** WHAT IS EXPECTED **
Take the lines from the beginning of the material through the line containing "Target: cardigan sleeve" and retype them exactly, leaving the pictures out.

** RAW DATA **
#####

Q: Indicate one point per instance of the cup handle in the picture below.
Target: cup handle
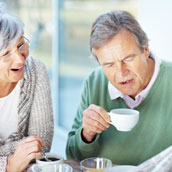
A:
(110, 118)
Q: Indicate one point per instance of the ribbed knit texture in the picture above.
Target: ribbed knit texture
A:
(151, 135)
(35, 115)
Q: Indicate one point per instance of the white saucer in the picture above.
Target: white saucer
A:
(33, 168)
(121, 168)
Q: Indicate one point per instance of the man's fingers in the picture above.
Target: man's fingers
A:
(93, 129)
(100, 111)
(92, 122)
(89, 113)
(34, 155)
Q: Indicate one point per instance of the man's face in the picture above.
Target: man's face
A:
(124, 63)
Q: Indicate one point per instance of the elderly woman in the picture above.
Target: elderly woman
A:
(26, 119)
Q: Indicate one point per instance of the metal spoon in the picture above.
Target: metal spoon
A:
(43, 152)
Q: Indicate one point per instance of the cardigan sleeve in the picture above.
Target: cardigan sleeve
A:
(41, 116)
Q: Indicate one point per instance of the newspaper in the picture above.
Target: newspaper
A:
(161, 162)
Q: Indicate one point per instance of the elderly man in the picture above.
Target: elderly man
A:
(128, 77)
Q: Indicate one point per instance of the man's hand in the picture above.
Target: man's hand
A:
(95, 120)
(27, 150)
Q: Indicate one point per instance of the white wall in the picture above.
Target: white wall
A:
(155, 16)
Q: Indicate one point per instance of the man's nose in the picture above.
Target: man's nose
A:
(121, 70)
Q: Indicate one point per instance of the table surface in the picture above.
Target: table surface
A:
(75, 165)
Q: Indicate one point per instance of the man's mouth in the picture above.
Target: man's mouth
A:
(127, 82)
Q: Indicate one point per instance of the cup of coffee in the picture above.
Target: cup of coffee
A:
(124, 119)
(49, 166)
(95, 164)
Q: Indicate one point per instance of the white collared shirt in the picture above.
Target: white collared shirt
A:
(115, 93)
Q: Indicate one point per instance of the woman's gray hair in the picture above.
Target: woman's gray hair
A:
(11, 28)
(108, 25)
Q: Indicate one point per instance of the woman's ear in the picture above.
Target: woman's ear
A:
(146, 51)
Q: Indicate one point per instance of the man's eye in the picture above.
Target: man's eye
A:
(109, 64)
(128, 59)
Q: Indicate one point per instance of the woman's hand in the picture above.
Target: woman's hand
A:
(27, 150)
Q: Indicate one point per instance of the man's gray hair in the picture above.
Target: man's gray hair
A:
(108, 25)
(11, 28)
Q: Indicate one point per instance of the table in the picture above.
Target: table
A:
(75, 165)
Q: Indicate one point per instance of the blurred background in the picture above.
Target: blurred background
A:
(59, 34)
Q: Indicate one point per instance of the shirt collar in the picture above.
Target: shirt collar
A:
(115, 93)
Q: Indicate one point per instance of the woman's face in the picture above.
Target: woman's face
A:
(12, 61)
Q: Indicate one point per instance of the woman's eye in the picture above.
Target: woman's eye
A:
(109, 64)
(20, 45)
(6, 54)
(128, 59)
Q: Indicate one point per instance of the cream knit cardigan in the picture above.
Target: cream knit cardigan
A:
(35, 115)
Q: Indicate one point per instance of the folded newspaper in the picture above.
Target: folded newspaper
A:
(161, 162)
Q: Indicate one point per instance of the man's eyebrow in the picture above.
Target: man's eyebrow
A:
(130, 55)
(106, 63)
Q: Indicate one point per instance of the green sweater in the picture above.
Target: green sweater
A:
(152, 134)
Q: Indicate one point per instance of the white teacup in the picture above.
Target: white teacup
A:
(124, 119)
(49, 166)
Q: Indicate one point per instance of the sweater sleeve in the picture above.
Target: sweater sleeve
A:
(41, 116)
(3, 163)
(76, 148)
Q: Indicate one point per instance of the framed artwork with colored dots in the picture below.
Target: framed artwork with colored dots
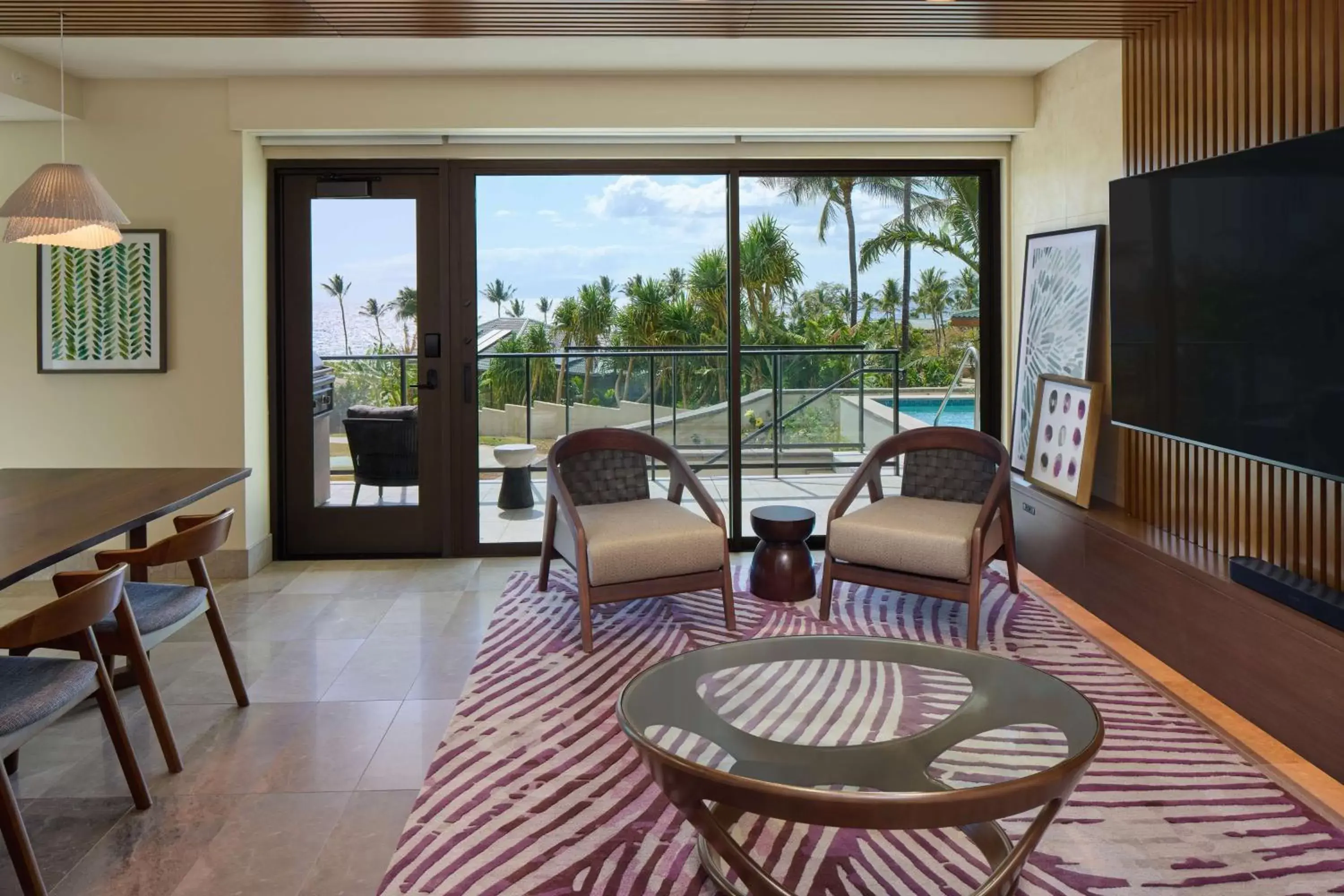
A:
(1064, 437)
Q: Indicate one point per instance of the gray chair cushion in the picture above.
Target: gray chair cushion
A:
(948, 474)
(605, 476)
(370, 413)
(33, 688)
(156, 605)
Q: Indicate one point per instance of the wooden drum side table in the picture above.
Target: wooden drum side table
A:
(781, 567)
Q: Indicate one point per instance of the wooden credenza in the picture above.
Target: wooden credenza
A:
(1277, 668)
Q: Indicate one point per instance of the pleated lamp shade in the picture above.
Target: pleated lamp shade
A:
(62, 205)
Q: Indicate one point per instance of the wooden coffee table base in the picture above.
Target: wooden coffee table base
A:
(717, 848)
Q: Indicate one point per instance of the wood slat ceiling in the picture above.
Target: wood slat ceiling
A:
(1080, 19)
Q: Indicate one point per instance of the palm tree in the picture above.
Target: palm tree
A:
(932, 299)
(338, 288)
(374, 310)
(498, 293)
(953, 206)
(596, 312)
(406, 307)
(640, 322)
(965, 291)
(565, 332)
(836, 195)
(771, 268)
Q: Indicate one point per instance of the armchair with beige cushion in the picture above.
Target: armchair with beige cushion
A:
(623, 543)
(952, 517)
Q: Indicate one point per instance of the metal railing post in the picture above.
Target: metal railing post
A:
(863, 412)
(896, 392)
(674, 401)
(654, 426)
(779, 412)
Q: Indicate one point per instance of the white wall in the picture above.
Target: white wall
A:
(182, 155)
(1060, 178)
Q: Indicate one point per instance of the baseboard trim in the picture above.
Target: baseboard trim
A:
(236, 563)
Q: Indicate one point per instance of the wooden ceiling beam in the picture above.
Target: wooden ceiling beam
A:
(1085, 19)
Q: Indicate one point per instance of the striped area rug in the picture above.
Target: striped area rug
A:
(535, 792)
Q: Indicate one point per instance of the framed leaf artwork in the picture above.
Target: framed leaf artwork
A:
(1060, 291)
(104, 311)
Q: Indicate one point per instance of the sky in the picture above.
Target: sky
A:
(549, 234)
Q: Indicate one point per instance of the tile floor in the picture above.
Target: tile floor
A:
(353, 668)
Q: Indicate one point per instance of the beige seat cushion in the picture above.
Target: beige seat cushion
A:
(636, 540)
(912, 535)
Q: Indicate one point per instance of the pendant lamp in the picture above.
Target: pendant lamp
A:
(62, 205)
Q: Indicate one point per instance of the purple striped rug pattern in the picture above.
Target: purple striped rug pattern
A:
(537, 792)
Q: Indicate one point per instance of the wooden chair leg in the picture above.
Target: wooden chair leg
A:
(139, 663)
(730, 618)
(217, 628)
(827, 583)
(17, 840)
(116, 726)
(585, 609)
(1010, 548)
(543, 574)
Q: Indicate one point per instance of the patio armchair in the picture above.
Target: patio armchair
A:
(623, 543)
(952, 517)
(383, 447)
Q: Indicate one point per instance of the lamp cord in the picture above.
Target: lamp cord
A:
(62, 88)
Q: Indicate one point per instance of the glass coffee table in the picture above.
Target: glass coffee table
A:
(858, 732)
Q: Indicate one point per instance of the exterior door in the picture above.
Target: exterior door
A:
(362, 373)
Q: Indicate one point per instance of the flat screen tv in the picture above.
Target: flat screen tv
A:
(1228, 303)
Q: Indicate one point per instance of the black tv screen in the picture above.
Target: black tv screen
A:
(1228, 303)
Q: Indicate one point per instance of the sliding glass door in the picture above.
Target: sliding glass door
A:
(773, 323)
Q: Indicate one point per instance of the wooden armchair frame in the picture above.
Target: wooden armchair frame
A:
(85, 599)
(197, 538)
(999, 500)
(560, 503)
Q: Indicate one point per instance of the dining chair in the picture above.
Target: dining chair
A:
(952, 517)
(37, 691)
(163, 609)
(623, 543)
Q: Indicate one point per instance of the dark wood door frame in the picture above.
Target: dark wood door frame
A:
(457, 273)
(426, 536)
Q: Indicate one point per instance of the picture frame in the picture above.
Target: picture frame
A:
(104, 311)
(1061, 288)
(1065, 431)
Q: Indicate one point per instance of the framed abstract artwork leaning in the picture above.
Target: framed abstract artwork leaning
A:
(1064, 437)
(1061, 287)
(104, 311)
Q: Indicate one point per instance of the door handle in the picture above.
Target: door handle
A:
(431, 381)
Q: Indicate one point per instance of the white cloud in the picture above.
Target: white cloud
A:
(643, 197)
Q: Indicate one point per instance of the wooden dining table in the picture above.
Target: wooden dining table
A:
(49, 515)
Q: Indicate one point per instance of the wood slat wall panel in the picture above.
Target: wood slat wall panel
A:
(1219, 77)
(1086, 19)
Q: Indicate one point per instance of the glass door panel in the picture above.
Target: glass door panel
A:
(362, 464)
(601, 302)
(855, 320)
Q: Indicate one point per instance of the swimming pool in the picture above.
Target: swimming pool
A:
(960, 412)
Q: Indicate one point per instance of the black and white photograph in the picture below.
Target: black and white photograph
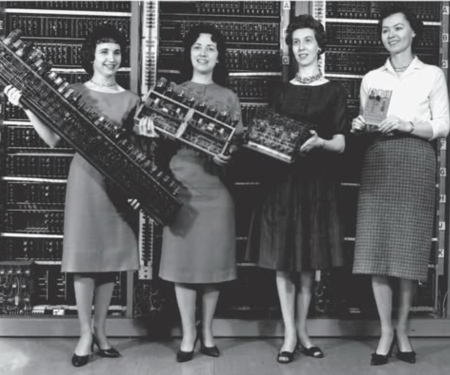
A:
(224, 187)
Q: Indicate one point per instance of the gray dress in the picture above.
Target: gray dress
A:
(199, 246)
(98, 223)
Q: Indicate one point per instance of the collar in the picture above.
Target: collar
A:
(416, 64)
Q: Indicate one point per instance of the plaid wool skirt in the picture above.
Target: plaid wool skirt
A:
(396, 208)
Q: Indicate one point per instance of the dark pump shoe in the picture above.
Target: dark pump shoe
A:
(184, 356)
(285, 357)
(80, 360)
(408, 357)
(382, 359)
(105, 353)
(211, 351)
(313, 351)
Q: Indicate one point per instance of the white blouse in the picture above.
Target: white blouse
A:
(419, 95)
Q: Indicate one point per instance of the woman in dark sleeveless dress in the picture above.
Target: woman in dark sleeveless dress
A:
(99, 239)
(296, 230)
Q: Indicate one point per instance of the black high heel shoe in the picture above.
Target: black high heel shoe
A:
(286, 356)
(80, 360)
(211, 351)
(183, 356)
(313, 351)
(408, 357)
(105, 353)
(382, 359)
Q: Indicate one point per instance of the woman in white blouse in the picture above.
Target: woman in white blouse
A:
(397, 198)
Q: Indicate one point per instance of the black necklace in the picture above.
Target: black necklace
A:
(401, 69)
(103, 84)
(307, 80)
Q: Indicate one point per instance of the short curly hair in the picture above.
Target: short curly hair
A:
(306, 21)
(105, 33)
(220, 73)
(416, 24)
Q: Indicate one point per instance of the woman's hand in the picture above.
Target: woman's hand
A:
(358, 125)
(314, 142)
(222, 159)
(146, 128)
(13, 95)
(392, 123)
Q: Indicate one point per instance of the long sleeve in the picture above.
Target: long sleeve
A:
(439, 107)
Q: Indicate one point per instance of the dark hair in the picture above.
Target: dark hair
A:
(220, 72)
(306, 21)
(416, 24)
(100, 34)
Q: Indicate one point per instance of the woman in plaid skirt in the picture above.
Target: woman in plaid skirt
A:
(397, 196)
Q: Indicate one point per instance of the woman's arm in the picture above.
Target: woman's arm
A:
(47, 134)
(439, 124)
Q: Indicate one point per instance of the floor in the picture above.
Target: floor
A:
(39, 356)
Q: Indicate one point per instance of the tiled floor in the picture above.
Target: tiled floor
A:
(48, 356)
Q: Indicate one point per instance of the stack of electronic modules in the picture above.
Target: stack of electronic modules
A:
(213, 131)
(99, 140)
(277, 136)
(188, 119)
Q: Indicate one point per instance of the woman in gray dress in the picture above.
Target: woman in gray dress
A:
(397, 197)
(99, 239)
(198, 251)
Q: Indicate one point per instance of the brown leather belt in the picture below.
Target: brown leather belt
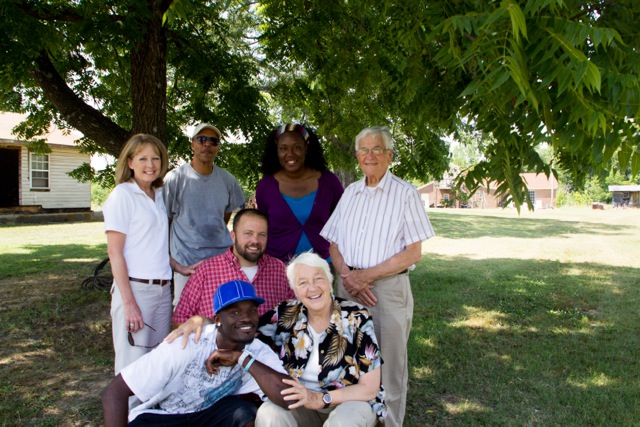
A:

#####

** EXERCISE ANSWER **
Q: Indicate one point per instance of the cup handle in the picture below.
Target: cup handle
A:
(110, 118)
Q: Indicate one point per instance of the ribbed knit texture in the picture above.
Target: ribbed knit texture
A:
(151, 135)
(35, 115)
Q: Indicate one point per instance of the white saucer in the picture above.
Target: white saucer
A:
(33, 168)
(121, 168)
Q: Indicate one point per instance of the man's fingers in the picture above.
Target: man's fingers
A:
(93, 129)
(100, 111)
(92, 122)
(89, 113)
(34, 155)
Q: Indicate one point per instance of the man's face in the picture above.
Target: man's face
A:
(124, 63)
Q: Indicate one point per instance of the elderly woman in the picture above.
Target: elderly woman
A:
(26, 119)
Q: Indicate one point per instance of the metal spoon in the picture above.
Target: metal spoon
A:
(43, 152)
Q: Indicate one point per instance of the cardigan sleeve in the picture above.
Target: cardigan sleeve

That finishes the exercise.